## start THE DATA

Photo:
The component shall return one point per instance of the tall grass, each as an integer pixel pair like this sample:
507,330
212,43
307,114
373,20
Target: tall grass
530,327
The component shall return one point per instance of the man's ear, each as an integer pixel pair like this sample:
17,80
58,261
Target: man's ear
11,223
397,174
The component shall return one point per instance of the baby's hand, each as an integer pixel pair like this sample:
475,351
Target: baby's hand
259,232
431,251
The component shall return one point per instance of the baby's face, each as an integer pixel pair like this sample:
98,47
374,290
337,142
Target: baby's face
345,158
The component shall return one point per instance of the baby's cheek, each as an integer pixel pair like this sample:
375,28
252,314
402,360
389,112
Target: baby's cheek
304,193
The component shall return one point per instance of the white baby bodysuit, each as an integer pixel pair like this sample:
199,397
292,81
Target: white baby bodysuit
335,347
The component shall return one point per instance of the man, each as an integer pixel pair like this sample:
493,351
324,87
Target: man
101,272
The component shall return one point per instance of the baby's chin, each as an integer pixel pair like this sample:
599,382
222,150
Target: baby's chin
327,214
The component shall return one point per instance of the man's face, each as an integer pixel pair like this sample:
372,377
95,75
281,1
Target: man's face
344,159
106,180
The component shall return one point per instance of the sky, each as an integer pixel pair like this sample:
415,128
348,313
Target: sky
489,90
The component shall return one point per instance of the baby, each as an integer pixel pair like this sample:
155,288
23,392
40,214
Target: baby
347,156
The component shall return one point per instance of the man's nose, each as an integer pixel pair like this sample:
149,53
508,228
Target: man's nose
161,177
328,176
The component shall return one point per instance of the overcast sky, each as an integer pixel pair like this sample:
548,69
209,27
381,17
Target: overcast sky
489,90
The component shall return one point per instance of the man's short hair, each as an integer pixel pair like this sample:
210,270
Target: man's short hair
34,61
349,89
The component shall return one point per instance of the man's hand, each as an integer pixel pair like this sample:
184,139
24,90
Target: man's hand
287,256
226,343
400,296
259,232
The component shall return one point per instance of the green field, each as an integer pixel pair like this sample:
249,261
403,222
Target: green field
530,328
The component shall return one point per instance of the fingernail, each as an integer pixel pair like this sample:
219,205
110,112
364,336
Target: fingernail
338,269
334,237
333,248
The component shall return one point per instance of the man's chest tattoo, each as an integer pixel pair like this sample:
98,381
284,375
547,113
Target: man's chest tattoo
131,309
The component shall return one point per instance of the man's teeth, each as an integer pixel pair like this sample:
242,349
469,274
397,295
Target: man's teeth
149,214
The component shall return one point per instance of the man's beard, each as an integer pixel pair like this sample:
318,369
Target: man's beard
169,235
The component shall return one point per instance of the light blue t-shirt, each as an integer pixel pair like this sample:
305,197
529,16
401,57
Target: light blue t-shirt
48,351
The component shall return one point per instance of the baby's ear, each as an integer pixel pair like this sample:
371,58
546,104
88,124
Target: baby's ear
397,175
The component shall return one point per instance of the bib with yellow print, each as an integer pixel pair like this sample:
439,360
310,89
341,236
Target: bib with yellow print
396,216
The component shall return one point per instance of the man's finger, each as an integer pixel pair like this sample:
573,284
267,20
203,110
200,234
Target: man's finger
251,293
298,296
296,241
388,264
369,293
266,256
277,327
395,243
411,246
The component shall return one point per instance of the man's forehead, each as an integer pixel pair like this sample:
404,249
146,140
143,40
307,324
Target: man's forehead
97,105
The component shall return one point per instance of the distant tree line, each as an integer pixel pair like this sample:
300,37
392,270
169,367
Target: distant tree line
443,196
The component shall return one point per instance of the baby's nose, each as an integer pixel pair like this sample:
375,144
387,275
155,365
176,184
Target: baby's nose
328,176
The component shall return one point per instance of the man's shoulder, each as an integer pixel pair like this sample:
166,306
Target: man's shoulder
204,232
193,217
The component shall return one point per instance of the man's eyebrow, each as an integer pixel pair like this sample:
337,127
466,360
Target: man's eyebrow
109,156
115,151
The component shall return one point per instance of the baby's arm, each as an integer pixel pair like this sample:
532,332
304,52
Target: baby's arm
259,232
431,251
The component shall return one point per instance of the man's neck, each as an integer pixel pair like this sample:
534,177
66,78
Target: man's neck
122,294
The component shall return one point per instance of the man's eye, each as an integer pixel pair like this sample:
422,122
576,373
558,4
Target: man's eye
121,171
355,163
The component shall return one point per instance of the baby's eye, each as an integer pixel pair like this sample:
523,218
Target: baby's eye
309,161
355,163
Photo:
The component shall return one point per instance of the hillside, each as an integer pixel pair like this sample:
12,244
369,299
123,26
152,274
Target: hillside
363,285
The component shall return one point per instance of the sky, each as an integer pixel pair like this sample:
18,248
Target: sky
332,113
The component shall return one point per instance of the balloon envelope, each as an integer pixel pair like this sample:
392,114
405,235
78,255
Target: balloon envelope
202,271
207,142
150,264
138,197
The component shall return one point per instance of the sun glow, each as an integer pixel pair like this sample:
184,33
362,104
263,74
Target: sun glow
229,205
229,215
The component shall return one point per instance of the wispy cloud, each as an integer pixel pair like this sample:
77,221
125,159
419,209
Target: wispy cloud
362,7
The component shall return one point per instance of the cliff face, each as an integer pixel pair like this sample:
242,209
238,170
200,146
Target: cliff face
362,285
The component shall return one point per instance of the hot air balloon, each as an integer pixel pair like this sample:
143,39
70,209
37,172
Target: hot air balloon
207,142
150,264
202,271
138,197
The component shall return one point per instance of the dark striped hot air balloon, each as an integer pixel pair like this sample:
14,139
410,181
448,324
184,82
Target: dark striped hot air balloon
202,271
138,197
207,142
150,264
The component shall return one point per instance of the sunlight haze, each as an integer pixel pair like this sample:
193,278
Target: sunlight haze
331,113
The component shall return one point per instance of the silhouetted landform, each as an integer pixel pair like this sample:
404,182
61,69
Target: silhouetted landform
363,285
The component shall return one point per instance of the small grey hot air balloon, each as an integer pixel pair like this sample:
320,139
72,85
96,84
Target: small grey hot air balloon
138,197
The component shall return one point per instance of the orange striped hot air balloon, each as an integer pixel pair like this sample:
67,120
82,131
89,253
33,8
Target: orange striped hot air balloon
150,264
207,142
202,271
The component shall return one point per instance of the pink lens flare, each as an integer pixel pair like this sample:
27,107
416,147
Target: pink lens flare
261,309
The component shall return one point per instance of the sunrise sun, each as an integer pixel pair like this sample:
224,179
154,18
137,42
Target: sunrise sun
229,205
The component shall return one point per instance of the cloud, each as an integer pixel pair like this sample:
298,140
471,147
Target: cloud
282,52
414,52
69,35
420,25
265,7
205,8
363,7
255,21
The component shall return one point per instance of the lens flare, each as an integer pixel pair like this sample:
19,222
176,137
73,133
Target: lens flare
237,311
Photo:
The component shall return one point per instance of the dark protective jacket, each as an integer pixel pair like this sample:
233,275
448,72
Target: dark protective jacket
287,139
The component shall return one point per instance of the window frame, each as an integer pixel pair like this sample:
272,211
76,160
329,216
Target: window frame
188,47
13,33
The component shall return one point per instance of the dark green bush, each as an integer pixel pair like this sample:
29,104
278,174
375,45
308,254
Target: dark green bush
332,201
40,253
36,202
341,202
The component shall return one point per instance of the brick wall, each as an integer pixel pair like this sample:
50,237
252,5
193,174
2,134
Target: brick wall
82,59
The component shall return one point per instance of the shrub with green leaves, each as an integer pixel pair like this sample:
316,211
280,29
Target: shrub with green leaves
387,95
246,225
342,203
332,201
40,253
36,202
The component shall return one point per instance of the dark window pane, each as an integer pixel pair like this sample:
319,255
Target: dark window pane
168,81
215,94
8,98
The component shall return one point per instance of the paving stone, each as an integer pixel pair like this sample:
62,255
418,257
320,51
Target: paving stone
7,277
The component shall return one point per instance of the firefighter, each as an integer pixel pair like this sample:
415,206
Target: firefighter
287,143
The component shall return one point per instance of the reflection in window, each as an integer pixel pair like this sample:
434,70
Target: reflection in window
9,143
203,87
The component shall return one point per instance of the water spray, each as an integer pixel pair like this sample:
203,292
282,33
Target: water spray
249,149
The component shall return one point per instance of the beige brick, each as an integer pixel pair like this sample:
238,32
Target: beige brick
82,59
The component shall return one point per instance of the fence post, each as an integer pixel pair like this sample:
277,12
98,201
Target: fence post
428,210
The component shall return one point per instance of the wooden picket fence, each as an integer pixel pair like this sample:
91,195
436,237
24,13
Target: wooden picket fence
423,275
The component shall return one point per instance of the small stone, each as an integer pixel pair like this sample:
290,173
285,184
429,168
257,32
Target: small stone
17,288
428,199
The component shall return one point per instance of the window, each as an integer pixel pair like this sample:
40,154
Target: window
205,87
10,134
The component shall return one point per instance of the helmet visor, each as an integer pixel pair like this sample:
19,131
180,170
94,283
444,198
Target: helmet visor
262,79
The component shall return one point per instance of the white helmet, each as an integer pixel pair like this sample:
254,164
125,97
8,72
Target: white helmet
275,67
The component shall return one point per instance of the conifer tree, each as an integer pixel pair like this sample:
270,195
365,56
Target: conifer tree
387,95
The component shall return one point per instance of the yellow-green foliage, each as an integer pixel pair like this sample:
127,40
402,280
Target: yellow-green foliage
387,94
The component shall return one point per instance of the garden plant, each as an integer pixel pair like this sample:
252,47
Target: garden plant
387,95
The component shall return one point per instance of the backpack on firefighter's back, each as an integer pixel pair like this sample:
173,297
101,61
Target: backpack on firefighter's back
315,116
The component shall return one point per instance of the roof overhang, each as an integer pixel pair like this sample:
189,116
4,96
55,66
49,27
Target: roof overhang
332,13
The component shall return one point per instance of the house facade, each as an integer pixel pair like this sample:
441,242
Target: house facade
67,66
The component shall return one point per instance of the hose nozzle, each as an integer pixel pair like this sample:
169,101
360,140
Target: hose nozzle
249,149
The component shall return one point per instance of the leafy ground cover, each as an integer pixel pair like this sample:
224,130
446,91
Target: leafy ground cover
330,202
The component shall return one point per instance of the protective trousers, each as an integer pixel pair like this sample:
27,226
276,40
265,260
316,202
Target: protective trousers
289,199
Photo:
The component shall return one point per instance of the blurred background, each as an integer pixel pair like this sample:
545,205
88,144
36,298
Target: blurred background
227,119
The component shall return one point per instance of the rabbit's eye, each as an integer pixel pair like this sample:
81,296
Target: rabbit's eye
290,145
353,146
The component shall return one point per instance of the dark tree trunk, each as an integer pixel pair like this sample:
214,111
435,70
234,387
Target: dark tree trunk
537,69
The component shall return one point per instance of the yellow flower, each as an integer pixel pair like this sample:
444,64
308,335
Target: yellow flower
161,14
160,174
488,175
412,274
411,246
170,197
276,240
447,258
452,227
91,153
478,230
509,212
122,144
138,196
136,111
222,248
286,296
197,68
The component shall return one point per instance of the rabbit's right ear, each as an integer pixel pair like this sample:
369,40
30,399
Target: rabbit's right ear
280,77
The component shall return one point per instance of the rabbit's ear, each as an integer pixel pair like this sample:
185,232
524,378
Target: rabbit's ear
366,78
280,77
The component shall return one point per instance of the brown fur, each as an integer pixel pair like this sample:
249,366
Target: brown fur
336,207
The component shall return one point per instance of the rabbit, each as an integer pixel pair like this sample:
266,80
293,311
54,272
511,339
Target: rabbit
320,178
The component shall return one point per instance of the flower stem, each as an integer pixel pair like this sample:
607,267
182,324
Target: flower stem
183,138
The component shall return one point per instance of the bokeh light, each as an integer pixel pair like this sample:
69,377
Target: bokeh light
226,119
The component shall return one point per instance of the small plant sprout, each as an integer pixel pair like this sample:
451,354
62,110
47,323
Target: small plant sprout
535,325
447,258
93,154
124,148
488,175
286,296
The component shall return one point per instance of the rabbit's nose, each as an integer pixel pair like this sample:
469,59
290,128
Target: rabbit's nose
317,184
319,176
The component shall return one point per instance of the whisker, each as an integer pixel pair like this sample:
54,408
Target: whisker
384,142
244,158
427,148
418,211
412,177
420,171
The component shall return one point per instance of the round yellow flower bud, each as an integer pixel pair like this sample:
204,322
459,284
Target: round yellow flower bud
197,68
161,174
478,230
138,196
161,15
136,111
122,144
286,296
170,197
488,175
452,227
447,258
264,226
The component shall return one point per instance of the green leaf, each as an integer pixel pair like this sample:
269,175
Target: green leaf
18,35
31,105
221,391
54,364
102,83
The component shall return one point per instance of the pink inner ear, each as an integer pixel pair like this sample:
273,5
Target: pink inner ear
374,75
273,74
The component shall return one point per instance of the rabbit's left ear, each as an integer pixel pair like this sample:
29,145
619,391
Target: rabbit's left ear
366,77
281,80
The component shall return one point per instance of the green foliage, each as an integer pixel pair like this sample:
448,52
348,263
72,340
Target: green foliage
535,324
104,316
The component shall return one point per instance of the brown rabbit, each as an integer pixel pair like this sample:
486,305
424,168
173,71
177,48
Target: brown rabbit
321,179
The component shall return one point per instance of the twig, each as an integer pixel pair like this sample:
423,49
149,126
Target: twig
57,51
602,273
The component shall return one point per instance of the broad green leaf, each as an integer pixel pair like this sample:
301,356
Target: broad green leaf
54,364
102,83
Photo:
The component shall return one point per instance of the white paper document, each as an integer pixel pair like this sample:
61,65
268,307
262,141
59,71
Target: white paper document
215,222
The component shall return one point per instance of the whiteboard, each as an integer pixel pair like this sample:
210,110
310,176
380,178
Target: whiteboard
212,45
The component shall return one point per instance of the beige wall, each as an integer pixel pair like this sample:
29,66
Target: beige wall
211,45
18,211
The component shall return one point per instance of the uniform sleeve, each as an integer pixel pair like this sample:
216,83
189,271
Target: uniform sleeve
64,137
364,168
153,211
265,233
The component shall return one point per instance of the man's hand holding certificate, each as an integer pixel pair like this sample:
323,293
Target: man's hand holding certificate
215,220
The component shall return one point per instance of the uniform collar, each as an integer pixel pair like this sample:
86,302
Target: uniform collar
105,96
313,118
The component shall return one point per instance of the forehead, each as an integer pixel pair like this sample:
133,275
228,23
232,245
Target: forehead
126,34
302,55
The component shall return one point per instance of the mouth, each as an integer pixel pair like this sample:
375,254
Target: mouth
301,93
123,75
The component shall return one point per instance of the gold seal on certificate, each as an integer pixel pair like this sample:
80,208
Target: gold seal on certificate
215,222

## end THE DATA

- **PROBLEM DETAILS**: Write out again, exactly, the lines from the one holding "uniform collar, each" through the end of the listing, with both ends included.

- **EXERCISE RESPONSE**:
The component shall return one point per instance of the uniform collar, each as an integer pixel pair like this sample:
86,302
Target: uniform collar
105,96
313,118
The component shall return one point per instance of the forehead, each as an integer pixel pair like this sample:
133,275
228,23
232,245
Target: forehead
126,34
302,55
The component shall return one point per instance of the mouth, each as an integer pixel pair like this sample:
375,254
Target: mouth
301,93
123,75
The component shall return one point per instance of the gold seal on certificate, each as an integer pixel pair like this sample:
80,208
Target: gold seal on certificate
215,222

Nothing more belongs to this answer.